(Beginning of Extract provided)

NewsTracker Answers for week of Sep. 28, 2020

Q: A group of of 25 residents from the Pacific Ocean’s remote Easter Island have been stranded 2.600 miles away on the island of Tahiti for the past six months after the covid-19 pandemic forced flights to be canceled. Which of these oceans is the Pacific?

Circle the area on this map


Q: Easter Island, or Rapa Nui, is the southeastern-most point of a roughly triangular region that extends southwest to New Zealand and north to Hawaii. The islands in this area were originally populated by which ethnic group?

A. Amerindians

B. Japanese

C. Polynesians

D. Tibetans


C. Natives of the Polynesian Triangle speak Polynesian languages and share related DNA. Polynesians used their canoes and ancient navigation skills of reading stars, currents, clouds and bird movements to reach the most remote corners of the Pacific. Tahiti lies roughly in the middle of the Polynesian Triangle.


Q: The Easter Islanders visiting Tahiti were trapped when regular flights to and from Tahiti, Easter Island and Santiago were canceled. Santiago is the capital of what nation that includes Easter Island?

A. Chile

B. Ecuador

C. Galapagos

D. Venezuela


A. Easter Island was annexed by Chile in 1888 and the islanders gained Chilean citizenship in 1966. Polynesians are believed to have arrived on Easter Island about 1200. Disease, slave-trading and emigration to other islands reduced the island’s native population from around 3,000 people when Europeans first arrived in 1722 to a low of 111 in 1877.


Q: Easter Island is famous for its nearly 1,000 statues of giant heads which were erected by the Polynesians. What are those monumental statues called?

(End of Extract provided)

Problem description
Reproduce the NewsTracker quiz above in full, word for word.

(Beginning of Available data)

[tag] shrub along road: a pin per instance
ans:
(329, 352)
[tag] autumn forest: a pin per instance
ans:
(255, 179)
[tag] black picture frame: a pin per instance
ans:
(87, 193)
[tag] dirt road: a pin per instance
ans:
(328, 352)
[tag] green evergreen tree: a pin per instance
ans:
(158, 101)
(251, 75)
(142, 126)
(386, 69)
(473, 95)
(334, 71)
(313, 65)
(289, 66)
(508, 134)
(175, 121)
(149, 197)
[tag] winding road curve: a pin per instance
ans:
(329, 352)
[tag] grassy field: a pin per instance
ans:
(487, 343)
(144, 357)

(End of Available data)

Reply
NewsTracker Answers for week of Sep. 28, 2020

Q: A group of of 25 residents from the Pacific Ocean’s remote Easter Island have been stranded 2.600 miles away on the island of Tahiti for the past six months after the covid-19 pandemic forced flights to be canceled. Which of these oceans is the Pacific?

Circle the area on this map


Q: Easter Island, or Rapa Nui, is the southeastern-most point of a roughly triangular region that extends southwest to New Zealand and north to Hawaii. The islands in this area were originally populated by which ethnic group?

A. Amerindians

B. Japanese

C. Polynesians

D. Tibetans


C. Natives of the Polynesian Triangle speak Polynesian languages and share related DNA. Polynesians used their canoes and ancient navigation skills of reading stars, currents, clouds and bird movements to reach the most remote corners of the Pacific. Tahiti lies roughly in the middle of the Polynesian Triangle.


Q: The Easter Islanders visiting Tahiti were trapped when regular flights to and from Tahiti, Easter Island and Santiago were canceled. Santiago is the capital of what nation that includes Easter Island?

A. Chile

B. Ecuador

C. Galapagos

D. Venezuela


A. Easter Island was annexed by Chile in 1888 and the islanders gained Chilean citizenship in 1966. Polynesians are believed to have arrived on Easter Island about 1200. Disease, slave-trading and emigration to other islands reduced the island’s native population from around 3,000 people when Europeans first arrived in 1722 to a low of 111 in 1877.


Q: Easter Island is famous for its nearly 1,000 statues of giant heads which were erected by the Polynesians. What are those monumental statues called?